- PROBLEM DETAILS: Locate each line in the rows below that contains the string "blue", and copy those lines out. Case counts.

- SUPPLIED RECORDS:
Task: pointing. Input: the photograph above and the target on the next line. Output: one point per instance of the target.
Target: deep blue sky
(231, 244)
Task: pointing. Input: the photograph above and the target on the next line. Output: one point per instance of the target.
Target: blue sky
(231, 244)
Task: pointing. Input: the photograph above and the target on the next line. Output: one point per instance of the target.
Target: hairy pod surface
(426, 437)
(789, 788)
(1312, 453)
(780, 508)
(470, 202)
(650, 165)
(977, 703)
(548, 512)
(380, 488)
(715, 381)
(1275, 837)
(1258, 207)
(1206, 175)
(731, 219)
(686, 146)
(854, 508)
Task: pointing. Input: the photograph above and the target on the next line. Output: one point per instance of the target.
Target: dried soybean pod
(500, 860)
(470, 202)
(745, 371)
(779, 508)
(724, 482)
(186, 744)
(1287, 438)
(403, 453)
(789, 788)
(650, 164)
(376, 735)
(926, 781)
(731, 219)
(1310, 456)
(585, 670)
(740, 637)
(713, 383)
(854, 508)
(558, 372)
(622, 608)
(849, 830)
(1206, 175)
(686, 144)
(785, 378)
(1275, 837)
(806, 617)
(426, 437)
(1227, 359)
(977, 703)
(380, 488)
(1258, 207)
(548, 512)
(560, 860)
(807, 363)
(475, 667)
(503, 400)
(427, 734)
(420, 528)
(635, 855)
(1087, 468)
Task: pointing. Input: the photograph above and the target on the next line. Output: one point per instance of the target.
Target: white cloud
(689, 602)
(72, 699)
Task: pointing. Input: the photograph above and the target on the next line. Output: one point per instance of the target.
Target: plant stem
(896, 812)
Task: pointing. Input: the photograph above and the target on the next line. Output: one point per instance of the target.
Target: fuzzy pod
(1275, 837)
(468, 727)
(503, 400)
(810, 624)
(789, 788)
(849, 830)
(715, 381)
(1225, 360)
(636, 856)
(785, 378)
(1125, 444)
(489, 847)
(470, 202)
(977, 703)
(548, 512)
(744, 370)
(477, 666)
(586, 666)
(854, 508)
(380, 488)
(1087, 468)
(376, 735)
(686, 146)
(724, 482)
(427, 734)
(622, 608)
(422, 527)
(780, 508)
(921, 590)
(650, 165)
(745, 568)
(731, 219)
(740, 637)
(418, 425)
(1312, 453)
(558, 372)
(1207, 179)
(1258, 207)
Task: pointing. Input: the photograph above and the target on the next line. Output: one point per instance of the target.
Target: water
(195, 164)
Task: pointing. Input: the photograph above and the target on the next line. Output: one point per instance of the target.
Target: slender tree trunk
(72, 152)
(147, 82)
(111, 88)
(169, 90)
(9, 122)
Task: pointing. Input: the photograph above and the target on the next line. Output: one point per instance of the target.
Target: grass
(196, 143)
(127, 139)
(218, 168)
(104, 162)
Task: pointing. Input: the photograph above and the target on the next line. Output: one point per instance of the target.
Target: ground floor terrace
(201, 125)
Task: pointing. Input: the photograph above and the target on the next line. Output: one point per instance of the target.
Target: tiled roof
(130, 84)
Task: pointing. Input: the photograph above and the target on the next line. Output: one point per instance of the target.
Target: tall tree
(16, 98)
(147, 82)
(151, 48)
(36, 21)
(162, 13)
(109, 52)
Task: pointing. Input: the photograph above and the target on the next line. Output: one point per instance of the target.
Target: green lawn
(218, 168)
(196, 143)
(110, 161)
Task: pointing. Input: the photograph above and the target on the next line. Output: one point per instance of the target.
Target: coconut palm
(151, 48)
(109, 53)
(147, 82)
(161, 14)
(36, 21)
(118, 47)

- IN RESPONSE:
Target: deep blue sky
Target: blue sky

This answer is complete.